Start of Block
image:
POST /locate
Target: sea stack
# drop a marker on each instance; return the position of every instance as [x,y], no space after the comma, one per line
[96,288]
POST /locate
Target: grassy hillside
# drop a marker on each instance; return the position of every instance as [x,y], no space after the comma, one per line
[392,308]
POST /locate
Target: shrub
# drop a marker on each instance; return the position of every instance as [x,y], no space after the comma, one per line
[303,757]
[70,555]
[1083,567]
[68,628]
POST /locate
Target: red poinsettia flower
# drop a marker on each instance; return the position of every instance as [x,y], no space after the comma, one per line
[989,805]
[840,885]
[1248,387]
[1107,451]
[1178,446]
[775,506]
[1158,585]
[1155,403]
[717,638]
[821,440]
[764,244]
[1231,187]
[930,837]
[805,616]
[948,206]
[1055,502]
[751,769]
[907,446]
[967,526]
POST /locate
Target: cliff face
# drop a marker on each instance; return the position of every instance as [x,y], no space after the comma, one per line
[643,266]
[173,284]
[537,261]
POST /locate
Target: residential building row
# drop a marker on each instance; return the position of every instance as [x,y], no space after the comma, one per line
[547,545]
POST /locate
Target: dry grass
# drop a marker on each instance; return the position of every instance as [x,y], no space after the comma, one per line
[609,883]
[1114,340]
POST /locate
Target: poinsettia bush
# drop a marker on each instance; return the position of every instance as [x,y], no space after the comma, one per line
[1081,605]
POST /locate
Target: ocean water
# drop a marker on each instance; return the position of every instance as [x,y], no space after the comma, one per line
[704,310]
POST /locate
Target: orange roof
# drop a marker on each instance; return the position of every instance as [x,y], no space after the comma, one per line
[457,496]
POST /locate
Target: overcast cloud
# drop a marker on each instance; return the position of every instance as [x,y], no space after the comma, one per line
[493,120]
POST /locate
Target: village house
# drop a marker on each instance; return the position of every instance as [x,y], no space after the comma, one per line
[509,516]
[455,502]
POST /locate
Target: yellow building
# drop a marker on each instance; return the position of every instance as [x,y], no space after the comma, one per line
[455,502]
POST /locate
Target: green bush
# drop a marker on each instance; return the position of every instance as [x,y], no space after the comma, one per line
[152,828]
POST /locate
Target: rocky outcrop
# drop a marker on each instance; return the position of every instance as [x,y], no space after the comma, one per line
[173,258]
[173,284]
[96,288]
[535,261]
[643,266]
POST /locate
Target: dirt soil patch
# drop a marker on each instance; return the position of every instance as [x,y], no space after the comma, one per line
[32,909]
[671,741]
End of Block
## Aim of the exercise
Line by line, retype all of the records exactly.

## Response area
image:
POST /locate
Target: sea stack
# drop a marker on each instance; return the position of every instance as [x,y], no space after the comma, one per line
[96,288]
POST /locate
Target: grassy hillside
# drop a marker on each instance; return the position of every instance as [x,y], no space after the comma, one per line
[392,308]
POST /locate
Target: shrub
# drop a marker on each instance; return the position of every instance as [x,y], no space after the comma, one per line
[303,757]
[70,555]
[1083,567]
[68,628]
POST /locate
Target: red poinsettia flower
# drop a marker on each instance; return the position of every instance as [x,y], no space after the comma, one per line
[989,805]
[840,885]
[1248,387]
[1107,451]
[1178,446]
[775,506]
[1158,585]
[1155,403]
[717,638]
[821,440]
[764,244]
[1231,187]
[930,837]
[805,616]
[948,206]
[1055,502]
[751,769]
[907,446]
[967,526]
POST /locate
Target: cliff face
# drop a marker on each instance; return the position of every instance as [x,y], no space after the comma, one per line
[643,266]
[173,284]
[537,261]
POST /locate
Target: residential building row
# drop a marker on each instance; return the position of every instance as [x,y], no space after the comma, one per line
[547,545]
POST /locate
Target: dry grass
# drop a marker on each instance; return the position of every instance as [x,y], no space after the comma, one per line
[609,883]
[1114,340]
POST /locate
Target: poinsettia bush
# drop a marker on each instance; return the position of every instance as [x,y], no space after the comma, one per line
[1081,605]
POST /locate
Target: ocean water
# drop a marker on each instance; return the position of every instance as [x,y], no space after the comma, one per line
[704,310]
POST /locate
Target: orange roof
# drop a marker on each instance; return the position of every instance as [x,y], no space after the comma, one per line
[457,496]
POST /locate
Target: overcast cloud
# drop a marker on each instance; return the position of every instance as [x,y], no space after the comma, one per line
[493,120]
POST /locate
Target: village house
# drop a marker on each instance; return the position of every instance as [x,y], no space after the comma, one per line
[509,516]
[455,502]
POST /locate
Target: yellow building
# drop a marker on each instance; return the position of every instance as [x,y], no space after the comma, one per line
[455,502]
POST /locate
Target: green bush
# drop a marker on each instance; return the position of every instance as [x,y], no space after the comma, one per line
[152,828]
POST /locate
Target: rocky outcrop
# drop a marker on each instance; return the position of every instance as [x,y], no space after the comma, one per line
[173,258]
[173,284]
[96,288]
[535,261]
[643,266]
POST /locate
Target: dirt soil patch
# drop a marker on each instance; return the position of every instance as [x,y], no space after the comma, one per line
[32,909]
[671,741]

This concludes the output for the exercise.